Task brief:
Repeat the records below exactly.

Input rows:
-- -- --

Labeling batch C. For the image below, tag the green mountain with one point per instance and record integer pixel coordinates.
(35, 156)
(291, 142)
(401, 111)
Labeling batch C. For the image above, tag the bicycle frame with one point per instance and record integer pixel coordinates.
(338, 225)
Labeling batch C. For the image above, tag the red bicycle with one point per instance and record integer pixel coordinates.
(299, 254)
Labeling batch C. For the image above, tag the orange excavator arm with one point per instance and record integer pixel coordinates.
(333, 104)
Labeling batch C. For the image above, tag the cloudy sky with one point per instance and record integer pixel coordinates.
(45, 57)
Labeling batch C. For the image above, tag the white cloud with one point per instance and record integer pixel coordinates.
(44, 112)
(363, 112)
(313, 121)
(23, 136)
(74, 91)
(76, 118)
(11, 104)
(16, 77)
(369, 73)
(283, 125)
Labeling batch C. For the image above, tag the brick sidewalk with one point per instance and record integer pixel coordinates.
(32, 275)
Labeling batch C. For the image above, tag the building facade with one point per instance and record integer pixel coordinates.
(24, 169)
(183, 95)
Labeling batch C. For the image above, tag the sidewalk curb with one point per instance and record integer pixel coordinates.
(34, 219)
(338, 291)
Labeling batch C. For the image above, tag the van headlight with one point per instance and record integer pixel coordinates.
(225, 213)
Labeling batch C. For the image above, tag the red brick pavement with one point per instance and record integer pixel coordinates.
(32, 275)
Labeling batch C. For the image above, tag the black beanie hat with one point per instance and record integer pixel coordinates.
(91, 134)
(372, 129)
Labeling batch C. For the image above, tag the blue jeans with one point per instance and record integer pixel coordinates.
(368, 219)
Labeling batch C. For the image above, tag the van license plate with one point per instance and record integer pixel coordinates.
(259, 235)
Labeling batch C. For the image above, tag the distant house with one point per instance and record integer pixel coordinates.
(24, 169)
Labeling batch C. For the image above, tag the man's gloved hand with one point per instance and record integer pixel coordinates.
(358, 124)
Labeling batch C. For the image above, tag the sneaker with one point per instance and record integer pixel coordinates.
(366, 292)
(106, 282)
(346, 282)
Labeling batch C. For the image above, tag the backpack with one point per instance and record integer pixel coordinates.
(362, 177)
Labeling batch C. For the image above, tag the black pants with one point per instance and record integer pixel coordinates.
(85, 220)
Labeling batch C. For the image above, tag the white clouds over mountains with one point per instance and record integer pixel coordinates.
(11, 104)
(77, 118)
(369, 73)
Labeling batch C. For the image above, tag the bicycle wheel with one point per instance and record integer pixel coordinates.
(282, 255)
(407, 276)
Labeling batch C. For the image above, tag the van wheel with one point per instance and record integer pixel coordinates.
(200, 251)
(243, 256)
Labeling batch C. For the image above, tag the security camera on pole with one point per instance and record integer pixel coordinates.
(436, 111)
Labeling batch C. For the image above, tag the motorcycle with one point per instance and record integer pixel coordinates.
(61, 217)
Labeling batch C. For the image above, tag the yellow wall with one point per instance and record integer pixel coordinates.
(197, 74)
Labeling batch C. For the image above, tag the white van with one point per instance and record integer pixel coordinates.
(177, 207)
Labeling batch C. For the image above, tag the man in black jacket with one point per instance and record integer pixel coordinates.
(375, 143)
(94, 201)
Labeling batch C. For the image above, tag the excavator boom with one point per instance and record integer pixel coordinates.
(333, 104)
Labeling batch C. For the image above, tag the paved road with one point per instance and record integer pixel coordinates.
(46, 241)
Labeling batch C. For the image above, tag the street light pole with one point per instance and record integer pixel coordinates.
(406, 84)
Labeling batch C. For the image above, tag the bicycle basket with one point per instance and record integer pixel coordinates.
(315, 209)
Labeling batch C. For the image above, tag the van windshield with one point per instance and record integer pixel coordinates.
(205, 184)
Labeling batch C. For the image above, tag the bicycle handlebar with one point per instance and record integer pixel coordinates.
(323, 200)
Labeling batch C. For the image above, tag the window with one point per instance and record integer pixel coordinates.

-- -- --

Solved problem:
Labeling batch C. For the image below, tag the green mountain with one point per instance and record integer pixel coordinates.
(35, 156)
(291, 142)
(401, 111)
Labeling batch C. For the image above, tag the bicycle frame with one point per instance and record integer pixel coordinates.
(338, 225)
Labeling batch C. For the image above, tag the red bicycle with one point per instance and record integer pixel coordinates.
(299, 254)
Labeling batch C. For the image above, tag the orange excavator arm with one point per instance and record integer pixel coordinates.
(333, 104)
Labeling batch C. For the image above, tag the cloudy sky with one point per instance and record integer pixel coordinates.
(45, 57)
Labeling batch C. For the image above, tag the white cloud with one point per instance and record integer pixel coordinates.
(44, 112)
(363, 112)
(313, 121)
(23, 136)
(74, 91)
(76, 118)
(11, 104)
(16, 77)
(369, 73)
(283, 125)
Labeling batch C. For the image above, tag the brick sidewalk with one point per instance and record integer pixel coordinates.
(32, 275)
Labeling batch C. For the image above, tag the building facade with one point per instance and record integer pixel coordinates.
(24, 169)
(183, 95)
Labeling batch C. For the image above, tag the sidewalk curb with one point per instance and record integer pixel coordinates.
(34, 219)
(338, 291)
Labeling batch C. For the image above, tag the van headlight with one point per instance and record integer pixel coordinates.
(225, 213)
Labeling batch C. For the image above, tag the red brick pavement with one point per instance and record integer pixel coordinates.
(32, 275)
Labeling batch C. For the image above, tag the black beanie hat with one point per instance and record integer pixel coordinates.
(91, 134)
(372, 129)
Labeling batch C. For the image above, tag the blue jeans with one point per instance and record integer pixel coordinates.
(368, 219)
Labeling batch C. For the image above, tag the van license plate with one point per instance and record integer pixel coordinates.
(259, 235)
Labeling batch C. For the image above, tag the distant house with one point per instance and record integer pixel coordinates.
(24, 169)
Labeling batch C. For the image above, tag the man's gloved hand with one point per instance and record integer pixel coordinates.
(358, 124)
Labeling batch C. For the image above, tag the sneaker with one point per instance and record integer pixel coordinates.
(366, 292)
(106, 282)
(346, 282)
Labeling batch C. For the image above, tag the backpack with one point per instance and record integer pixel coordinates.
(362, 177)
Labeling batch C. For the image above, tag the black pants with one point per instance and record integer pixel coordinates.
(85, 220)
Labeling batch C. For the image above, tag the white clouds over mountains with one point per instance and record integer pixel coordinates.
(11, 104)
(77, 118)
(369, 73)
Labeling batch C. For the image above, tag the bicycle wheel with one point per instance and record integer pixel coordinates.
(282, 255)
(407, 276)
Labeling batch C. For the image above, tag the van wheel with one point per instance and record integer pixel coordinates.
(200, 251)
(243, 256)
Labeling batch C. For the image above, tag the security camera on pole with one point per instance and record integer pixel coordinates.
(436, 111)
Labeling batch C. For the image above, tag the motorcycle with one point per instance and record integer pixel coordinates.
(61, 217)
Labeling batch C. For the image above, tag the yellow wall with one point per instance and record integer pixel coordinates.
(197, 74)
Labeling batch C. For the image above, tag the white van with one point per instance and record integer pixel coordinates.
(177, 207)
Labeling batch C. For the image above, tag the man in black jacket with one point per instance and record integer pixel coordinates.
(375, 143)
(94, 201)
Labeling batch C. For the image above, tag the excavator boom with one point per instance and record integer pixel coordinates.
(333, 104)
Labeling batch C. For the image above, tag the paved road with one point per instance and record integer pixel coordinates.
(46, 241)
Labeling batch C. For the image above, tag the street light pole with one point per instance and record integer pixel coordinates.
(406, 84)
Labeling batch C. For the image above, tag the bicycle basket with one point per instance and record integer pixel coordinates.
(315, 209)
Labeling batch C. For the image above, tag the van windshield with one point per instance and record integer pixel coordinates.
(205, 184)
Labeling batch C. For the image above, tag the bicycle handlebar with one point per instance and record integer pixel coordinates.
(323, 200)
Labeling batch C. For the image above, tag the window with one point per instance and record integer pixel coordinates.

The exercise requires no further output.